Task:
Copy out the records below word for word, starting at the line that has "the white plumage" and ending after the line that has "<point>358,165</point>".

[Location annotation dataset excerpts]
>>>>>

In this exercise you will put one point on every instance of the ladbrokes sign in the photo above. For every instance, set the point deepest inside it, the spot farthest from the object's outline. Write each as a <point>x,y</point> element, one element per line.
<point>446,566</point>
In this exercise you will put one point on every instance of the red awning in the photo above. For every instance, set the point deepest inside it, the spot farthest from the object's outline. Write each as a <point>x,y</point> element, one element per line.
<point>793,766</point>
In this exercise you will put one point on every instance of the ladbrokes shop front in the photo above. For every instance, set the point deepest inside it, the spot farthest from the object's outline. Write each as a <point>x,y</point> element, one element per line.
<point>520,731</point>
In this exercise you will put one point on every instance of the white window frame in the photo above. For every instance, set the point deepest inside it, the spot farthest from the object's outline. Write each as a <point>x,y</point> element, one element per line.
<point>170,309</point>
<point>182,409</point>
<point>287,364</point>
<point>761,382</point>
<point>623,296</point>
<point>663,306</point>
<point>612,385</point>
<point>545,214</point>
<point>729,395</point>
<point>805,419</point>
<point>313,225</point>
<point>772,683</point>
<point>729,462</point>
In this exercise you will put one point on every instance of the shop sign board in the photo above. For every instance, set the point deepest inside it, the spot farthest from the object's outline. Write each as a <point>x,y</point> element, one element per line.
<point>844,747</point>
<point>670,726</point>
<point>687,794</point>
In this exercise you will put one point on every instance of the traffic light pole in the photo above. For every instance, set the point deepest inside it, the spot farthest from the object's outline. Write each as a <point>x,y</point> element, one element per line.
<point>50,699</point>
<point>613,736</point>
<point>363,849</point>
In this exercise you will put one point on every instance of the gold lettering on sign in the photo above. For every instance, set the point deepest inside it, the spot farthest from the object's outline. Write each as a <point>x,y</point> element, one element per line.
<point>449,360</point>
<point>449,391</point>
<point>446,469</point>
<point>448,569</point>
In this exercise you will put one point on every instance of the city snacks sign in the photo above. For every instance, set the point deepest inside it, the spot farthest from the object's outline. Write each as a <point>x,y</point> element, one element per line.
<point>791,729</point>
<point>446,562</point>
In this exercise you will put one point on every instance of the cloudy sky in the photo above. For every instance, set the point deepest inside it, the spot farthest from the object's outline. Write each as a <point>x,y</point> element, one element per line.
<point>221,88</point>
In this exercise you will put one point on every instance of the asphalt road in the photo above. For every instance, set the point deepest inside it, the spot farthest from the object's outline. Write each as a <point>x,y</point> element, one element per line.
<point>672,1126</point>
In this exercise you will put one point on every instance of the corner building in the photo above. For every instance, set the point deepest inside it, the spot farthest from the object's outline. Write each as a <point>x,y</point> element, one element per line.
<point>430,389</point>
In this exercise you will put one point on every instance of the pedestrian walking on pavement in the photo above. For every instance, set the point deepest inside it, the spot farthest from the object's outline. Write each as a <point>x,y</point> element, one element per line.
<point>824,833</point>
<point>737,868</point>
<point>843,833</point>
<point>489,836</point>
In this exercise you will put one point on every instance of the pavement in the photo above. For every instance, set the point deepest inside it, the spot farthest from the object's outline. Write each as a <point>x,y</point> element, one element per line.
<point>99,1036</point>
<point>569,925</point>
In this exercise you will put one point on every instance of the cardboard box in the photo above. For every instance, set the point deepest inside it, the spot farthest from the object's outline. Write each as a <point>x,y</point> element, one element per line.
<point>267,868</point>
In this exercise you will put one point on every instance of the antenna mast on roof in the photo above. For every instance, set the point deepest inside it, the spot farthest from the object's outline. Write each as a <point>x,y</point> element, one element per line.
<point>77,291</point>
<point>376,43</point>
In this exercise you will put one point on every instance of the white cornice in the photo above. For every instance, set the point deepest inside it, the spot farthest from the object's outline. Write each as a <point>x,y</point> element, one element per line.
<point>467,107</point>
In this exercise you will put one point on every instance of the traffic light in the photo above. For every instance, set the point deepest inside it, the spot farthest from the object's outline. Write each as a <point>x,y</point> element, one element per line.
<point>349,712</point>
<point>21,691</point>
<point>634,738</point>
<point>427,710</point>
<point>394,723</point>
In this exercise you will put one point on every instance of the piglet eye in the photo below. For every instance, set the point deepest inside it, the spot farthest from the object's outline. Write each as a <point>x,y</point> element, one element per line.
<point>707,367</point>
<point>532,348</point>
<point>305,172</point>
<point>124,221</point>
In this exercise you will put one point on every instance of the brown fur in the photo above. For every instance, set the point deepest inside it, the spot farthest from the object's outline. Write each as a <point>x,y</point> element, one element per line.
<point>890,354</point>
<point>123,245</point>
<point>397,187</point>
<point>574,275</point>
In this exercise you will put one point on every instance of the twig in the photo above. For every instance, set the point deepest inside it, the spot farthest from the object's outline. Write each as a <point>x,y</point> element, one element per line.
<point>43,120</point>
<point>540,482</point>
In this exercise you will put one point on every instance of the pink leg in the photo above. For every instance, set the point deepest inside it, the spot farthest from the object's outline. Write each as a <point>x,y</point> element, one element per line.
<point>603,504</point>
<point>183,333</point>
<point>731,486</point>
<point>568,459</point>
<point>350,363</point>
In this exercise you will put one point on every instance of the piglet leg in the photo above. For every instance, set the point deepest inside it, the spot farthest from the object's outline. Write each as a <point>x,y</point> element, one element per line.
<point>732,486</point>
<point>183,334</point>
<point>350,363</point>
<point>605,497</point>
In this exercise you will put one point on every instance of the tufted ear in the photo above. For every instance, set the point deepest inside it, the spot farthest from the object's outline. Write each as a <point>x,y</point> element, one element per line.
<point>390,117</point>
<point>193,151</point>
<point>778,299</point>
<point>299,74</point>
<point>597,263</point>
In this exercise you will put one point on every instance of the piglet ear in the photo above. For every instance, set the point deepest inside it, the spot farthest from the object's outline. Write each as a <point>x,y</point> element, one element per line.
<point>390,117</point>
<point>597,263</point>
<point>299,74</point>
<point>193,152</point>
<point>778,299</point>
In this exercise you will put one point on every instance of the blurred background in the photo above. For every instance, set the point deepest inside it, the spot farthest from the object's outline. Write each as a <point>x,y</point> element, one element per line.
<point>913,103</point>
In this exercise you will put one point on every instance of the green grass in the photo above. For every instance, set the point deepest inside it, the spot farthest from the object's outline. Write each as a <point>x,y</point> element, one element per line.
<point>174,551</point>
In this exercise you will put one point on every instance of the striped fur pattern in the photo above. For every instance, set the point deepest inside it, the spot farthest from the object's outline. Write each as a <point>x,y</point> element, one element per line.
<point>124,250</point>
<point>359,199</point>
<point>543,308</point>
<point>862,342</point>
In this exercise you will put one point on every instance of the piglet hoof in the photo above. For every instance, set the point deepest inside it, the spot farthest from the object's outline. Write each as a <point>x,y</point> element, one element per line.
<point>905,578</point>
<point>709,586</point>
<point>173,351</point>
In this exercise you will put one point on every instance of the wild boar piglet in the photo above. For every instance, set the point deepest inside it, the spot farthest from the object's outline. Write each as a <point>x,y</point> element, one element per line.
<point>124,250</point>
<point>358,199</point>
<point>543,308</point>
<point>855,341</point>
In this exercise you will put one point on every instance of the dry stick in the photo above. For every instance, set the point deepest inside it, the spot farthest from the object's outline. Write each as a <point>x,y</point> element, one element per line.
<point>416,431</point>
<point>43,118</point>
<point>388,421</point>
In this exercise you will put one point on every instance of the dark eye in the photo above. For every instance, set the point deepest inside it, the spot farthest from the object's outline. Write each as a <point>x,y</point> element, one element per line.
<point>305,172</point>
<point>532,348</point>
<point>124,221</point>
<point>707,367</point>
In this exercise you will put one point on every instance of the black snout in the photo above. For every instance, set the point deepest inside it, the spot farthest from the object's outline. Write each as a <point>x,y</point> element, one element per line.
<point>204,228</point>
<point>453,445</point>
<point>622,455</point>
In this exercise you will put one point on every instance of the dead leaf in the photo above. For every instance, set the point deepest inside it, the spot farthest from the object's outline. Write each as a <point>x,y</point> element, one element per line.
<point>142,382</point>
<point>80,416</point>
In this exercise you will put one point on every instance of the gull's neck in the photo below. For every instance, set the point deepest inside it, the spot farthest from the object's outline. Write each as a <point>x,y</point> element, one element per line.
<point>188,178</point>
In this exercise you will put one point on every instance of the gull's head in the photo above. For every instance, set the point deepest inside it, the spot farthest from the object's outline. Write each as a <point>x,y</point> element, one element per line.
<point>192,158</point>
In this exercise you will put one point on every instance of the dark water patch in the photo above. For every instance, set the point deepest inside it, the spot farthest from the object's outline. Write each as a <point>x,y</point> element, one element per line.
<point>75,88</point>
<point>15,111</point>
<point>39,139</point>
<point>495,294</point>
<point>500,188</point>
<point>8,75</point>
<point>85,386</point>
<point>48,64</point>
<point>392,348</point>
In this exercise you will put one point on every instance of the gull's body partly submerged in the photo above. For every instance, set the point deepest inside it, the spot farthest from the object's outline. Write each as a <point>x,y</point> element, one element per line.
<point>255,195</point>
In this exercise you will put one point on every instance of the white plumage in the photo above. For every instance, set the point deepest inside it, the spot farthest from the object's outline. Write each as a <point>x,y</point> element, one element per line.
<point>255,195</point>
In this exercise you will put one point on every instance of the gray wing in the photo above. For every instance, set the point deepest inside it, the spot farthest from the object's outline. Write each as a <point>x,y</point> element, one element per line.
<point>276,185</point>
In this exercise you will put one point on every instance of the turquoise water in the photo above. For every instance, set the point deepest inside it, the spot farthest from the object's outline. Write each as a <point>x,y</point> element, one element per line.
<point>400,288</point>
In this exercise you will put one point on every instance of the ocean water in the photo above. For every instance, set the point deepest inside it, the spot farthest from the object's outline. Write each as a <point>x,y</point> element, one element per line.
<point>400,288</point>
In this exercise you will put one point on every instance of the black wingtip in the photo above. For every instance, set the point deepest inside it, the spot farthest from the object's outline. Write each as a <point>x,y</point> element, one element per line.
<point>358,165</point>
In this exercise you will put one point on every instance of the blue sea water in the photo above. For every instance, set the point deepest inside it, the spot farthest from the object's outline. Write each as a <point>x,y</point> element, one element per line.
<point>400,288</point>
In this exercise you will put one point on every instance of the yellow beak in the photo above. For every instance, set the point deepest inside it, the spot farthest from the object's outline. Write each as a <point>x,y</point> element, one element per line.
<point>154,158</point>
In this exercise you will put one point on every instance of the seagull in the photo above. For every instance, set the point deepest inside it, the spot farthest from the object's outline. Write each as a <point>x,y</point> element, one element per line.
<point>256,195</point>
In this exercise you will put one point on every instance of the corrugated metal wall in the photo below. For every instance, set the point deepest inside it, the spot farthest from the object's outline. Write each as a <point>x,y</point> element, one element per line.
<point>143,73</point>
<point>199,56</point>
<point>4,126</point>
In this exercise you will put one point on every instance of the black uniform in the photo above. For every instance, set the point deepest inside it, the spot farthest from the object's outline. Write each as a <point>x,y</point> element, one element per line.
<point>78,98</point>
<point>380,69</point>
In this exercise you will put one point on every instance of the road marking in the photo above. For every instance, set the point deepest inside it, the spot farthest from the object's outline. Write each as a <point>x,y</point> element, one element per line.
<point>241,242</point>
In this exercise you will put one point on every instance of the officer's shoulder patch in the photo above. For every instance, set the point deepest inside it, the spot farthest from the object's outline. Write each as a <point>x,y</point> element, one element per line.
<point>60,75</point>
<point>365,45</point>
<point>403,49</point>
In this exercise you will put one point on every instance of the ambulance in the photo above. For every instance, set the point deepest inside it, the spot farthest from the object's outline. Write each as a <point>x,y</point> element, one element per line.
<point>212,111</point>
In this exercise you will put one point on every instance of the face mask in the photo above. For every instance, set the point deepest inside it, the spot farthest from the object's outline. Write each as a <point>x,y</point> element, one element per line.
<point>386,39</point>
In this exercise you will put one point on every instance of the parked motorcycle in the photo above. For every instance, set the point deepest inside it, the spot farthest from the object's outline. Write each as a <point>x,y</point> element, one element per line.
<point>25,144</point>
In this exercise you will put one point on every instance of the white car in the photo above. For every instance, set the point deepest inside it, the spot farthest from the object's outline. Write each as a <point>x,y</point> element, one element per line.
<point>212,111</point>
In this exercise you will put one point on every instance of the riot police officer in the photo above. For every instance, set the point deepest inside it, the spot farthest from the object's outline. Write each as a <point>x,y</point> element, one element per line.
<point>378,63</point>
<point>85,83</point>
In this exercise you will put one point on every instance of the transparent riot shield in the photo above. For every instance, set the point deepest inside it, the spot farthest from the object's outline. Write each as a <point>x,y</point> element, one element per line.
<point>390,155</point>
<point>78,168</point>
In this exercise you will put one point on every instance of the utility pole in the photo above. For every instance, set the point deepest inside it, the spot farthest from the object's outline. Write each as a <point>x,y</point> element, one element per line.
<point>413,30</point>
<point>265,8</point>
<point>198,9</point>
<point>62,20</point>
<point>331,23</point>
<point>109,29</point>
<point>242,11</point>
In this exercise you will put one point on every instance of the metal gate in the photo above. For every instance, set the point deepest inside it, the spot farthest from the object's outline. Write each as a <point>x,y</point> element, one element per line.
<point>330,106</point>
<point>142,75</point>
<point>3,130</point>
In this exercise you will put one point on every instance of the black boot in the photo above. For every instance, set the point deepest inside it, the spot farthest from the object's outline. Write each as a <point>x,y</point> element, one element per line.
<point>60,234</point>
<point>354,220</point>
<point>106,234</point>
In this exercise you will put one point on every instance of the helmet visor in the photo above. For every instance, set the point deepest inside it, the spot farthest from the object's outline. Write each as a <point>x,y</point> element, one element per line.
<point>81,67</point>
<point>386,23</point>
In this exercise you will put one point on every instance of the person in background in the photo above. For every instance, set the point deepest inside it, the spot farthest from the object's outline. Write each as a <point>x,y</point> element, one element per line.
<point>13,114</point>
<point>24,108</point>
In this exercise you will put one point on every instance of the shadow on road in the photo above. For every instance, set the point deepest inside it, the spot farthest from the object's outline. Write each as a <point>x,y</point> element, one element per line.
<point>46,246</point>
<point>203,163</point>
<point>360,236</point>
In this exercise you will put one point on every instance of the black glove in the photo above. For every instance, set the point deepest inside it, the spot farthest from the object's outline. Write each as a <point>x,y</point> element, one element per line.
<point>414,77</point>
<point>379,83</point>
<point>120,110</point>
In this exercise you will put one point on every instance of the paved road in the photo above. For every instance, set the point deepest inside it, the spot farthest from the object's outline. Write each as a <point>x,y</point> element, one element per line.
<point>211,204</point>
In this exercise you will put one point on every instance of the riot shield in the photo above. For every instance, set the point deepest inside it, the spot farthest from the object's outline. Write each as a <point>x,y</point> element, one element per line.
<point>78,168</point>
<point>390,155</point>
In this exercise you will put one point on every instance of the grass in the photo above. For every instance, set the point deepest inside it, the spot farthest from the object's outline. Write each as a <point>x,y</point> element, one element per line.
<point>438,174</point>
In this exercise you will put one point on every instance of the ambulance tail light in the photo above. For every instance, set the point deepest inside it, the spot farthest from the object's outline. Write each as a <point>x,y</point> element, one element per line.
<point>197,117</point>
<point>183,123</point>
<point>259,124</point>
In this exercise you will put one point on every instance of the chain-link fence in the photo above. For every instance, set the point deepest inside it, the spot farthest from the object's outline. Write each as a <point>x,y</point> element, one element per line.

<<<<<

Reply to the exercise:
In this exercise you will put one point on every instance of the white plumage in the photo above. For every instance, set the point deepest inside it, the spot farthest from the object's outline. Write each as a <point>x,y</point> element, one element per line.
<point>255,195</point>
In this exercise you will put one point on every instance of the gray wing in the photo above. For every instance, set the point deepest inside it, the spot farthest from the object's outline. Write each as a <point>x,y</point> element, one element per line.
<point>276,185</point>
In this exercise you will put one point on every instance of the turquoise water in the photo above. For every instance, set the point deepest inside it, the spot farthest from the object's outline. Write each as a <point>x,y</point> element, one element per line.
<point>400,288</point>
In this exercise you will put one point on every instance of the ocean water in the photo above. For every instance, set the point deepest inside it, the spot farthest from the object's outline. Write each as a <point>x,y</point> element, one element per line.
<point>400,288</point>
In this exercise you will put one point on every instance of the black wingtip in the photo above. For every instance, set the point deepest inside it, the spot farthest from the object's outline. Write each as a <point>x,y</point> element, one element per line.
<point>358,165</point>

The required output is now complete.